THE PROBLEM: How many of the lines below contain the word "water"? Reply with the number alone.

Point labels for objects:

[start]

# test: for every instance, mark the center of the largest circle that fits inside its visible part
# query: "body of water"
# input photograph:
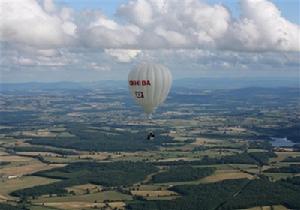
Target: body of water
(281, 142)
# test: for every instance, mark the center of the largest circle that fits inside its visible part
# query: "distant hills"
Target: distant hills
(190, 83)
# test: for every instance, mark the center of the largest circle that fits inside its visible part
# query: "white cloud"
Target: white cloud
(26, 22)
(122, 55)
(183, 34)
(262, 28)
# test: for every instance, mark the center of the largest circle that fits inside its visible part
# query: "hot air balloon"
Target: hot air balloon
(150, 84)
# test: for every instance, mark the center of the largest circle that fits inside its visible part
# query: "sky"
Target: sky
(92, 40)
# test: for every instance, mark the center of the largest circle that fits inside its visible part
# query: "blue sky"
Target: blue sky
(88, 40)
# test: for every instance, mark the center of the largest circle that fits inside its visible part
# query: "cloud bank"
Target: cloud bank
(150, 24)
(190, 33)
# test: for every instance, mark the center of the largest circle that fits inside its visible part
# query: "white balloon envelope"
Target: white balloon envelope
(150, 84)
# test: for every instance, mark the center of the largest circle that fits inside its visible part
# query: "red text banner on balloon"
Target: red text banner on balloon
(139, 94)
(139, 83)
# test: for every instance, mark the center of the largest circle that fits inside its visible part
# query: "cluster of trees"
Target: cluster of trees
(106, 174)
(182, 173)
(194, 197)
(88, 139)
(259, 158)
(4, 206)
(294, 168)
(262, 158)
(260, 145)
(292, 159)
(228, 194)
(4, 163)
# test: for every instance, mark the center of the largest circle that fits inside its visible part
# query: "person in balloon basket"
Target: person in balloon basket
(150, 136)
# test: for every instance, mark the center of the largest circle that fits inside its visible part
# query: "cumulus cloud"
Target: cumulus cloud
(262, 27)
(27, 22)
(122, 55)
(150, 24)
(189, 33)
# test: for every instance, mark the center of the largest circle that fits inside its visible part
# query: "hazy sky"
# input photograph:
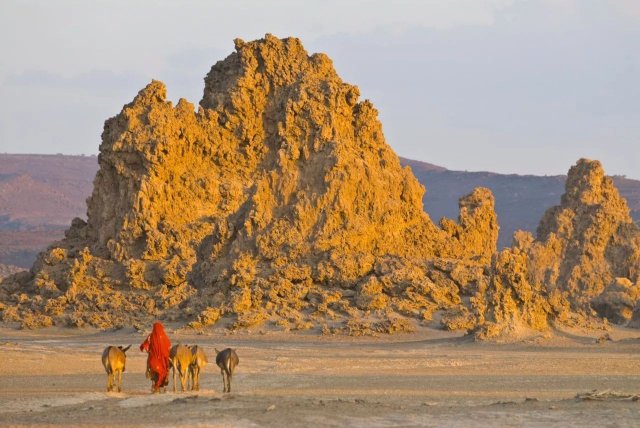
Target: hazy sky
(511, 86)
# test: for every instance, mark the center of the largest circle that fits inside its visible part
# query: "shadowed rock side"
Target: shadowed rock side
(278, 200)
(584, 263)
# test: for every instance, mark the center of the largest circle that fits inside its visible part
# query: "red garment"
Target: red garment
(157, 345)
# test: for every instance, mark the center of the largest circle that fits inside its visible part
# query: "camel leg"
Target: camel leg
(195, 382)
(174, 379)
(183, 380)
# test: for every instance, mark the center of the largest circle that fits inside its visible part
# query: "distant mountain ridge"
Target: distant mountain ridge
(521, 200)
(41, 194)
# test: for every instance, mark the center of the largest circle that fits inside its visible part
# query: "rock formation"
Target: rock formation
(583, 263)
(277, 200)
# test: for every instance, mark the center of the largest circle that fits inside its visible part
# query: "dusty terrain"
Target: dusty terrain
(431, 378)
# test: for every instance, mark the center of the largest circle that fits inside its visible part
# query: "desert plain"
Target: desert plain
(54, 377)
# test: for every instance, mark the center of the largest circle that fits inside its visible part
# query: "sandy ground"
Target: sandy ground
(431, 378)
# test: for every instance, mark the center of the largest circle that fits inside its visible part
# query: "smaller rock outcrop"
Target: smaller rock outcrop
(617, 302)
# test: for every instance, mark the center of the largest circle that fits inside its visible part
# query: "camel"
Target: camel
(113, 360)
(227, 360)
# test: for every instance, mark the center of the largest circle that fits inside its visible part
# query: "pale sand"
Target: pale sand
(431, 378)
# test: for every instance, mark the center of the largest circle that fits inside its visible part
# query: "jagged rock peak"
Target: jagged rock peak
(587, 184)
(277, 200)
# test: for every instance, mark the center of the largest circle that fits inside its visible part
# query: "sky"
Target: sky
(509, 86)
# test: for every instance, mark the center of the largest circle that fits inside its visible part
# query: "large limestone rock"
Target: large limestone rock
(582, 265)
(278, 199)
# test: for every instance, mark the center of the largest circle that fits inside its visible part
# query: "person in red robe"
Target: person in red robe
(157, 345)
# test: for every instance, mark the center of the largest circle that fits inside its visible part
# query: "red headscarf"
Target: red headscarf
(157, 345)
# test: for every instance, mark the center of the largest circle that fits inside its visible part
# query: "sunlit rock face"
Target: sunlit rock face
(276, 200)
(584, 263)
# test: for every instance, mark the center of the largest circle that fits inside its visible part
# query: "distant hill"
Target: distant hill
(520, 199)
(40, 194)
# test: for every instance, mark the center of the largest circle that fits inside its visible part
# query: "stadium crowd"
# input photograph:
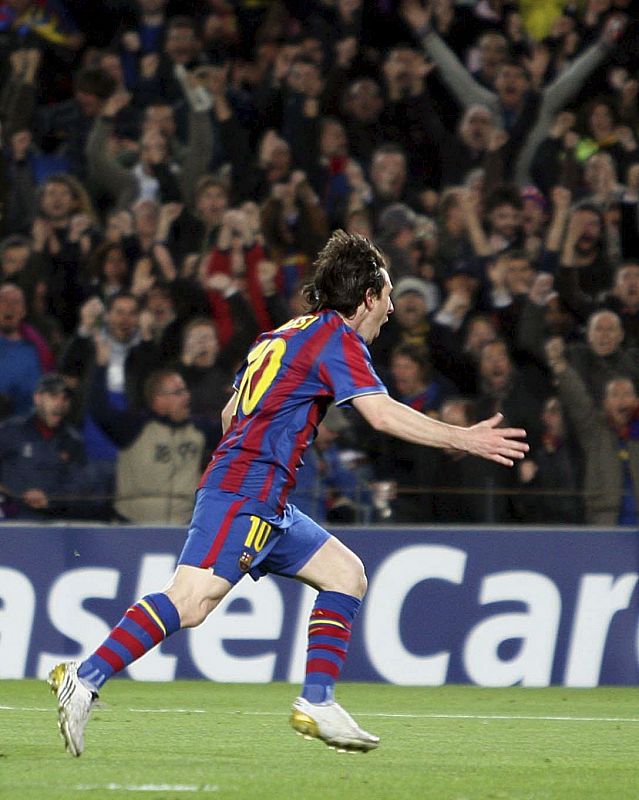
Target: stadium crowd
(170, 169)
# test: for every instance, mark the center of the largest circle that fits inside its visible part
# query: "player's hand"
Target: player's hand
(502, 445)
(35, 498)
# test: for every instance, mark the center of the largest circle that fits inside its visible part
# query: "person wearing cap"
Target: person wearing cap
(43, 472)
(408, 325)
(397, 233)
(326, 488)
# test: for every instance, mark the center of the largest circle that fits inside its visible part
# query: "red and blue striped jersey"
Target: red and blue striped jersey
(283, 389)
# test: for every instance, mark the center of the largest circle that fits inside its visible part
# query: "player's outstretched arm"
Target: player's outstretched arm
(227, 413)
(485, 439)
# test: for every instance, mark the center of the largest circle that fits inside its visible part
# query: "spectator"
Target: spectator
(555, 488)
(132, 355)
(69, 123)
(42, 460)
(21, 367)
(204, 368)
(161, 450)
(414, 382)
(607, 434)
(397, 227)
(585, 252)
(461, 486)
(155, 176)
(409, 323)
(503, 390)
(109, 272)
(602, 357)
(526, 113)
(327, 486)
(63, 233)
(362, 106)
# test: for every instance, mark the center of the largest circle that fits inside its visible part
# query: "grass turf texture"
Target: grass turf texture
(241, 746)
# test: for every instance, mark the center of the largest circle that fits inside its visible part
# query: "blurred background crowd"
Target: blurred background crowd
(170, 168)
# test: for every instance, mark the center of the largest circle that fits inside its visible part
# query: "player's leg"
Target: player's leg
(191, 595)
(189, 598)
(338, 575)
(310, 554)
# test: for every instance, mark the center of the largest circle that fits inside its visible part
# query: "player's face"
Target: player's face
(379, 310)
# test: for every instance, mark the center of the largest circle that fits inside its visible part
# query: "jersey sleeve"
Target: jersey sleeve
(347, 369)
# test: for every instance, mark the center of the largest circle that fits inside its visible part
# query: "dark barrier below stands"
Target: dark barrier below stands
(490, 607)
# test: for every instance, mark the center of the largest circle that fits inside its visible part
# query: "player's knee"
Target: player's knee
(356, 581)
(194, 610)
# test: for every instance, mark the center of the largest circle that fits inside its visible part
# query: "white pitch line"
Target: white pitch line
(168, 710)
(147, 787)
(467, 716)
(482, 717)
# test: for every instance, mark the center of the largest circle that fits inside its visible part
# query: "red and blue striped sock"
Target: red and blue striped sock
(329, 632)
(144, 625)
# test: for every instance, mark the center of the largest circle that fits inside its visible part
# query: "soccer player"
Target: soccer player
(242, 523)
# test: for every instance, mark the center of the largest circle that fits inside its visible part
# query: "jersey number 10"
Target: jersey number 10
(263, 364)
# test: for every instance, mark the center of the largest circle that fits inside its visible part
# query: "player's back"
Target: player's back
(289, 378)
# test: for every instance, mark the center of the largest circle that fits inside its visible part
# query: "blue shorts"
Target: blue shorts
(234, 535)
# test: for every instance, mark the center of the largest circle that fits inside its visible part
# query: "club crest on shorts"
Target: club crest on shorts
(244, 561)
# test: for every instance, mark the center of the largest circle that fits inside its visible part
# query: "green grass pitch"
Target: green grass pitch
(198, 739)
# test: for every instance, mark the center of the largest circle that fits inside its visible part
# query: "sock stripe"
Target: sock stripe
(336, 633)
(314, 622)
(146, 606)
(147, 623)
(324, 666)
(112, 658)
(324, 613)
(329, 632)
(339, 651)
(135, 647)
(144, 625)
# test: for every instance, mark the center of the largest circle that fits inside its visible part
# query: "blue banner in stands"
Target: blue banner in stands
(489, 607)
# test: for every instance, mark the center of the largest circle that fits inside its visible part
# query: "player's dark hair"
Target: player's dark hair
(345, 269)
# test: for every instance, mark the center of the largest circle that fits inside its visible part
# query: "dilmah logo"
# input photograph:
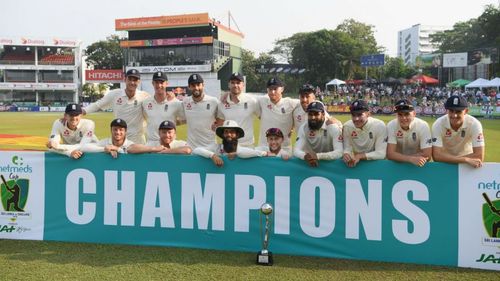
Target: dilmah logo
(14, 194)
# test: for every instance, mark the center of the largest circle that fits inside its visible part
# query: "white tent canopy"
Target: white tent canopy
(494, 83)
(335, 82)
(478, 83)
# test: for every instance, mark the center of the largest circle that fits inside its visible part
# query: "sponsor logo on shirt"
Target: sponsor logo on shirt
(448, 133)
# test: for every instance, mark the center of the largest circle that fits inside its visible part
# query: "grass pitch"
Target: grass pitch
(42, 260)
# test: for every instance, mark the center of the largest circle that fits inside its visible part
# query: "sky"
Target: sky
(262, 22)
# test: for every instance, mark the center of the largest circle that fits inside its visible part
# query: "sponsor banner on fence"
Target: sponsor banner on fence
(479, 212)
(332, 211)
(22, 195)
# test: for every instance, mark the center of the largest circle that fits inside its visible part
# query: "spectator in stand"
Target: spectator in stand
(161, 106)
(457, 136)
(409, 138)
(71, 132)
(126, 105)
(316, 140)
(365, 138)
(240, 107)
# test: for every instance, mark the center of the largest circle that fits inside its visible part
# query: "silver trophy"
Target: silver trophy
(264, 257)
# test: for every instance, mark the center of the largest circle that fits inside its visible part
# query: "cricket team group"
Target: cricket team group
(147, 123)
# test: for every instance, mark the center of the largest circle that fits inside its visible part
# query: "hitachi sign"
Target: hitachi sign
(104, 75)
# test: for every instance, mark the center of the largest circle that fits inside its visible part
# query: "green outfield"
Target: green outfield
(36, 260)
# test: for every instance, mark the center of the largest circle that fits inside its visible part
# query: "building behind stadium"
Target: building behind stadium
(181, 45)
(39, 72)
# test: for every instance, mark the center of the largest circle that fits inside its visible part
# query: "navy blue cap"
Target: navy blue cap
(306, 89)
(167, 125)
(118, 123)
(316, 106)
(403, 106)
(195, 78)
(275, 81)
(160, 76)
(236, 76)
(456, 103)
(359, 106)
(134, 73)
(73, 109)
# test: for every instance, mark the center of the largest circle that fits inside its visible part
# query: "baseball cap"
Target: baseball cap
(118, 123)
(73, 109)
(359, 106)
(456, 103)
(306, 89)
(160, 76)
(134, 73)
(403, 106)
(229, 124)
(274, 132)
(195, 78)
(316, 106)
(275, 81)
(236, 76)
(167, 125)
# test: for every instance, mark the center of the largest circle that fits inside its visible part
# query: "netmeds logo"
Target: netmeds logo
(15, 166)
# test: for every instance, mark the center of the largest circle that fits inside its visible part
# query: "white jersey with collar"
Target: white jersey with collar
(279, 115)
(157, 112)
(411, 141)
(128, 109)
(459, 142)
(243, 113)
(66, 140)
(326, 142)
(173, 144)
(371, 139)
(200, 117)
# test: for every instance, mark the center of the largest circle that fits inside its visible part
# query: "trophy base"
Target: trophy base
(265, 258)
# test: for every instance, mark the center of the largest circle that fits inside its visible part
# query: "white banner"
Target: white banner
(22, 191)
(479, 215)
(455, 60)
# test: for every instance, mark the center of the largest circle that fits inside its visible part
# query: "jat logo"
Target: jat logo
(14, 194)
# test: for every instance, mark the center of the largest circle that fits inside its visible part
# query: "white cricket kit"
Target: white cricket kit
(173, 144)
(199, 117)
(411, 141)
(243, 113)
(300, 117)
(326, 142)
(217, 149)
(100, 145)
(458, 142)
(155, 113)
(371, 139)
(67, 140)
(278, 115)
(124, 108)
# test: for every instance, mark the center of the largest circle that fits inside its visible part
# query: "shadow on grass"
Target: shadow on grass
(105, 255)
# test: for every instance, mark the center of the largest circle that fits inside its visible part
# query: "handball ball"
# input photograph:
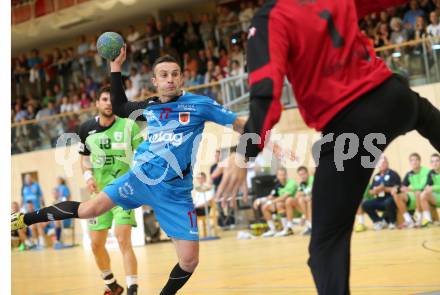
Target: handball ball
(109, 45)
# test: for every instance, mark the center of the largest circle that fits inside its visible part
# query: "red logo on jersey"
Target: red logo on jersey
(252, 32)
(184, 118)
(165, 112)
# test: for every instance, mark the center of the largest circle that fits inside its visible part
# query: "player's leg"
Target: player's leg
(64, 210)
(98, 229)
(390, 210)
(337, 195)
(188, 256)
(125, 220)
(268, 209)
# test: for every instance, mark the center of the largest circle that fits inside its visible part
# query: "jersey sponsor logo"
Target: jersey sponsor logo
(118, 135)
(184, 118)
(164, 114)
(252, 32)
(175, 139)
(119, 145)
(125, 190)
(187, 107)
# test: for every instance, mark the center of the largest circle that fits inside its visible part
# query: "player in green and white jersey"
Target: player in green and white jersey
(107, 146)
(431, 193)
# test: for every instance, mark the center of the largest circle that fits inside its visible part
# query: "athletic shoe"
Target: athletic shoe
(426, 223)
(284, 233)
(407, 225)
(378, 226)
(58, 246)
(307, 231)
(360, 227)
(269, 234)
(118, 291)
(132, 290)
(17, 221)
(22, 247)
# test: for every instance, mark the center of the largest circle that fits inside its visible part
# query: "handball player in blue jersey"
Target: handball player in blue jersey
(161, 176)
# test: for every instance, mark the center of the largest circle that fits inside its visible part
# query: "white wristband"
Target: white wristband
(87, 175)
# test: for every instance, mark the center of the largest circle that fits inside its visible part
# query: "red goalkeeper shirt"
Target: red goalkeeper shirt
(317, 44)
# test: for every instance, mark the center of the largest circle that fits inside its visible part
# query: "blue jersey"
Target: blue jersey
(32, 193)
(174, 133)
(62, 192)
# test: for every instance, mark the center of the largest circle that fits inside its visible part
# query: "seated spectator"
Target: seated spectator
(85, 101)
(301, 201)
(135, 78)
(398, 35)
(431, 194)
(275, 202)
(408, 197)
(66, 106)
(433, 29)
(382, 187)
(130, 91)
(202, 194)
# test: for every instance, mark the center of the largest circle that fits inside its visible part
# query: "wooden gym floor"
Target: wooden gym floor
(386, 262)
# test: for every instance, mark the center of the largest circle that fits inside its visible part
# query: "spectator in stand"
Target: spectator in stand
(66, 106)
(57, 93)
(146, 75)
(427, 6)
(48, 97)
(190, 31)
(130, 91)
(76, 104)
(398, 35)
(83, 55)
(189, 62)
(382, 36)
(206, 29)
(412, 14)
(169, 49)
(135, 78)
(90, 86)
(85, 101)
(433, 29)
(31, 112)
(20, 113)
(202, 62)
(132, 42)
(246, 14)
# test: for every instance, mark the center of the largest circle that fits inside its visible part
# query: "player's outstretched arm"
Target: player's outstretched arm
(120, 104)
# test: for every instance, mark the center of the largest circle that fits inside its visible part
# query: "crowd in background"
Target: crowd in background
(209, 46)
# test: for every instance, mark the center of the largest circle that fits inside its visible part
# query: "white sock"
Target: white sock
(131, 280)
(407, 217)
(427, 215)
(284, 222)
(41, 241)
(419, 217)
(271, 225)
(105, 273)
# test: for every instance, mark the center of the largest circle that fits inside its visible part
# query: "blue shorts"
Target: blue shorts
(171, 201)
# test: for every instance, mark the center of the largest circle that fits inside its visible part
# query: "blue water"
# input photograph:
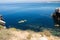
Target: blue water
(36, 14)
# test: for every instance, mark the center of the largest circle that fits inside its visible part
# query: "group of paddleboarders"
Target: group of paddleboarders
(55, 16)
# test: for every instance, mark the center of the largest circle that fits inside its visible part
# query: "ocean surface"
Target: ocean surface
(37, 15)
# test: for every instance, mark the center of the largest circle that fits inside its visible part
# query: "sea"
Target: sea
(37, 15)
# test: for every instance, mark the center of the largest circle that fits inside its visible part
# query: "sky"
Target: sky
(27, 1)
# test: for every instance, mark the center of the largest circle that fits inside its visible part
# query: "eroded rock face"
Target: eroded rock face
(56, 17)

[end]

EXERCISE OUTPUT: 4